■ DIRECTIONS
Replace "brown" with "dark" in the stretch from the line containing "Where can you spot the brown insect" through the last line, and give back only that stretch with nothing else changed.

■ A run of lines
++++++
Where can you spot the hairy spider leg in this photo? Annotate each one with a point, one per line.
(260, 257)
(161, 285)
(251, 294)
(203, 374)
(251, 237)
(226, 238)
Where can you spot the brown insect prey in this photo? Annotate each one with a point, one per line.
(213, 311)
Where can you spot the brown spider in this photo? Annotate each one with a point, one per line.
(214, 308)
++++++
■ FINISHED TASK
Where can you spot the dark insect prey in this photo? Annotate each one with a point, one per line.
(213, 311)
Where can you spot the dark spider in this photo? Annotate each one with a point, one per line.
(214, 308)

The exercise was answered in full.